**Source:**

■ ■ ■ ■ ■ ■ ■

The 2015 Ironman World Championship was a long distance triathlon competition held on October 10, 2015 in Kailua-Kona, Hawaii and won by Jan Frodeno of Germany and Daniela Ryf of Switzerland. The race was the 39th edition of the Ironman World Championship, which has been held annually in Hawaii since 1978. The championship was organized by the World Triathlon Corporation (WTC) and awarded a total purse prize of $650,000.

Championship results

Men

Women

Qualification
The division of athletes was divided into professional, age group, physically challenged, and hand cycle divisions.

For entry into the 2015 World Championship race professional triathletes qualified for the championship through a point system. Points were earned by competing in WTC sanctioned Ironman and Ironman 70.3 events throughout the qualifying year. For the 2015 championship race that period was August 30, 2014 to August 23, 2015. The top 50 male and top 35 female pros in points at the end of the qualifying year qualify to race in Kona. An athlete's five highest scoring races were counted in the point totals. At least one Ironman race must have been completed and only three Ironman 70.3 races count towards an athlete's overall point total. Prior champions of a WTC Championship received an automatic entry for the Championship race for a period of five years after their last championship performance provided that they competed in at least one full-distance Ironman race during the qualifying year. Additionally, winners of the five regional Ironman championships received automatic qualification into the 2015 Ironman Championship. All automatic entries awarded did not count toward the number of available qualifying spots. The available prize money to professional triathletes for qualifying races ranges from $25,000 to $150,000, depending on the event.

Amateur athletes could qualify through a single performance at an Ironman event or at the Ironman 70.3 Kraichgau event. Slots were allocated to each amateur age group category, male and female, with the number of slots given out based on that category's proportional representation of the overall field. Each age group category was tentatively allocated one qualifying spot in each qualifying event. This qualifying year marked a large de-emphasis on using selected Ironman 70.3 series races as an avenue for amateur athletes to qualify for the Ironman World Championships. The change was made to accommodate for the increased number of qualifying slots created from the newly added full Ironman events.

■ ■ ■ ■ ■ ■ ■

**Raw records:**
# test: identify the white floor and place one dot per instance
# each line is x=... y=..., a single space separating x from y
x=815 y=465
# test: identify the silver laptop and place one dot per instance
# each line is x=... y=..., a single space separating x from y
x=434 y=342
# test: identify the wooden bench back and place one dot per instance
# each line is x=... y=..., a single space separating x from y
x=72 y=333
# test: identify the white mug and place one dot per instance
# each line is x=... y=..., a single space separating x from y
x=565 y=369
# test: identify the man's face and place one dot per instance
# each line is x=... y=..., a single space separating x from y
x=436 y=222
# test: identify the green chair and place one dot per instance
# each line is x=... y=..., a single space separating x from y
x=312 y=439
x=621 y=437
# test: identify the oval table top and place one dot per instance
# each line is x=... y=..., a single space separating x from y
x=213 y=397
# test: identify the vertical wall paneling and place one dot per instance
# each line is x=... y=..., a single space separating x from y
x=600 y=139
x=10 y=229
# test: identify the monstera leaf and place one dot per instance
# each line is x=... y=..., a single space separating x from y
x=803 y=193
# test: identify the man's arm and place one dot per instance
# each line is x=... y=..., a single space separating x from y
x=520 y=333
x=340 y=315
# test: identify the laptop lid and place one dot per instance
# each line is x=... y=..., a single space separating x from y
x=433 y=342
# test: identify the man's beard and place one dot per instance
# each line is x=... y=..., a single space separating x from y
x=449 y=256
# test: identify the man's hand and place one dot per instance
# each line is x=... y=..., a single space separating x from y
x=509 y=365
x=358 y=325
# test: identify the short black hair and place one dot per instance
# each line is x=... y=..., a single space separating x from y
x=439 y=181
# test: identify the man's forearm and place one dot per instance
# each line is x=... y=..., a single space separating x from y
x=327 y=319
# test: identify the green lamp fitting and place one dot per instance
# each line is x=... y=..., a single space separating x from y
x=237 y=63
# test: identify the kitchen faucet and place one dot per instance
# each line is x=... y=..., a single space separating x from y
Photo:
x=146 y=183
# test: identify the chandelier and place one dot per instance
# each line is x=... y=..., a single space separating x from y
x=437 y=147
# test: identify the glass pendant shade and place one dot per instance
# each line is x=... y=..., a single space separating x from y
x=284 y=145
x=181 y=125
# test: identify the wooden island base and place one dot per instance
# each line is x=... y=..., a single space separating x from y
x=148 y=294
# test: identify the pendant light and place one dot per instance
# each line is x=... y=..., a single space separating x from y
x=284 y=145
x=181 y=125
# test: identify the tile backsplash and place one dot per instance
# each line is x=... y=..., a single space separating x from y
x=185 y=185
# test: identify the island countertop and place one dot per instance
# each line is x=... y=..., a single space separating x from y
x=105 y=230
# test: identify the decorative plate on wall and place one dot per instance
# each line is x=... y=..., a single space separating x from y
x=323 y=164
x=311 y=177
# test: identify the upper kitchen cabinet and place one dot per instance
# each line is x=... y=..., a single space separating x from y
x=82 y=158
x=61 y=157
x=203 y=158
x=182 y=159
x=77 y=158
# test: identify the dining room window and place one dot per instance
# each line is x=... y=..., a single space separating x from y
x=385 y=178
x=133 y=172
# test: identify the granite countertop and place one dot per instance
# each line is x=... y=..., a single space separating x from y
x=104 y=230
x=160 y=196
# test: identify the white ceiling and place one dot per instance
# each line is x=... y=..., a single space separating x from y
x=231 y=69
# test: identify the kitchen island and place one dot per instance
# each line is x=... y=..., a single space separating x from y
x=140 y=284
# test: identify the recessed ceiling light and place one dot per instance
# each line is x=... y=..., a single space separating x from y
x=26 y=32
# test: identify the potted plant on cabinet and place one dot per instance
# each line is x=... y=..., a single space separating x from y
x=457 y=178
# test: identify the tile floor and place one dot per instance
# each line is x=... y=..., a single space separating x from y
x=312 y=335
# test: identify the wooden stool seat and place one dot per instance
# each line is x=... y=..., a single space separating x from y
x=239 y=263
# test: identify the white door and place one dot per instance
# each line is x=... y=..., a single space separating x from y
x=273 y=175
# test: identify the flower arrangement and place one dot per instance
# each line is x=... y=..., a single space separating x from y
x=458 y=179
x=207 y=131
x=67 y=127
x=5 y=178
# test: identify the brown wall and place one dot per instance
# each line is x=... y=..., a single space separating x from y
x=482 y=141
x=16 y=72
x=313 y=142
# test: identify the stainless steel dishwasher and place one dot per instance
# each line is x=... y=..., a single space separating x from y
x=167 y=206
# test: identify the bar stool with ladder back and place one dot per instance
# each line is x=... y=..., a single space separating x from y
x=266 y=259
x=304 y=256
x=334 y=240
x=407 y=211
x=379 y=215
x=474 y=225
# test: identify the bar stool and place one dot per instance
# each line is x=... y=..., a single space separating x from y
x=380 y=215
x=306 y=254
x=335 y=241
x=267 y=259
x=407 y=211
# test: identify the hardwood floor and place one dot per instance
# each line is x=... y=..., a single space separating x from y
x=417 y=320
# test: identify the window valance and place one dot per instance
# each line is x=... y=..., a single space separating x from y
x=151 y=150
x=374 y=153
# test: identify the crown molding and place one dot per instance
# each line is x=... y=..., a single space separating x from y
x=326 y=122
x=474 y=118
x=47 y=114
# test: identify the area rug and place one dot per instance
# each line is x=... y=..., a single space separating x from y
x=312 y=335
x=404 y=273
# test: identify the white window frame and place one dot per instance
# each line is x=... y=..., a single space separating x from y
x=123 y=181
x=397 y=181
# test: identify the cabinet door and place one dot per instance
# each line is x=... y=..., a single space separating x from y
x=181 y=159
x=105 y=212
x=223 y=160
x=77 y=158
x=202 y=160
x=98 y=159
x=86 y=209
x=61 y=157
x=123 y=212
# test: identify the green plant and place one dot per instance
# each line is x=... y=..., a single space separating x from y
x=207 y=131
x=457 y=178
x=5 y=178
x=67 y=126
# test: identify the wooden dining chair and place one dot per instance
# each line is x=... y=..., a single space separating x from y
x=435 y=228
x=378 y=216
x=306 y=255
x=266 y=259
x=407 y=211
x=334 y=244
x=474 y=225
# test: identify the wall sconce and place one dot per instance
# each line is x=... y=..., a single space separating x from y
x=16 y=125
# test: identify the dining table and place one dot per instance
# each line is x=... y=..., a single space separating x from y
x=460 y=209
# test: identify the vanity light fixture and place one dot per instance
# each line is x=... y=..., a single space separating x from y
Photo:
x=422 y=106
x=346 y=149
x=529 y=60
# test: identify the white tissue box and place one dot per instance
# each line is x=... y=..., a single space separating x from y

■ ■ ■ ■ ■ ■ ■

**Exercise objective:** Please carry on the text about the 2015 Ironman World Championship from the point where it stops.

**Written reply:**
Other means of entry into the championship race could also be obtained through a random allocation lottery, through Ironman's Legacy program, or through the Ironman's charitable eBay auction. Handcycle competitors could qualify at Ironman Cairns (one male/one female), Ironman 70.3 Luxembourg (one male/one female) and Ironman 70.3 Buffalo Springs Lake (two male/one female)

Illegal lottery
According to a sworn complaint filed with the U.S. District Court in Tampa, Florida, Ironman illegally charged athletes for a chance to win the opportunity to compete in the Ironman World Championship. According to Florida law, the state where the World Triathlon Corporation resides, it is illegal to set up and charge for a lottery. Because WTC charged a $50 fee to enter the lottery, instead of giving away the opportunity to win a slot at the championships, they were in violation of this law. Following the complaint WTC cooperated with the United States Attorneys office and the FBI's investigation of the matter and agreed to forfeit $2,761,910, the amount collected from the lottery since October 24, 2012.

Winners of the 2015 lottery were notified on March 17, 2015, prior to the announcement of the complaint. WTC stated that these winners would be unaffected by this decision and that their slots for the upcoming championship race would be honored.

Non-point races
Prior to the 2014 Ironman Boulder race, World Triathlon Corporation's CEO, Andrew Messick, announced a redistribution of prize money to help facilitate paying ten professionals deep at each race as well as awarding larger prize purses at select races across Ironman and Ironman 70.3. As part of this initiative, WTC eliminated points and prize purses for professional triathletes at 9 Ironman events and 11 Ironman 70.3 events in 2015, all occurring within North America. Those Ironman races with no points or prize purse offered include: Ironman Boulder, Louisville, Wisconsin, Maryland, Lake Tahoe, Florida, Muskoka, Los Cabos and Lake Placid. The majority of these listed events occur after the qualifying period has ended, August, and near the date of the annual Championship event in October. This would also mark the first time since 1985 that an Ironman race will not offer a prize purse. For the 2015 Ironman Championship qualifying period this affects Ironman Lake Placid and Ironman Boulder.

Qualifying Ironman races

*Ironman Lake Tahoe was canceled due to smoke from the King Fire.
XAmateur only competition.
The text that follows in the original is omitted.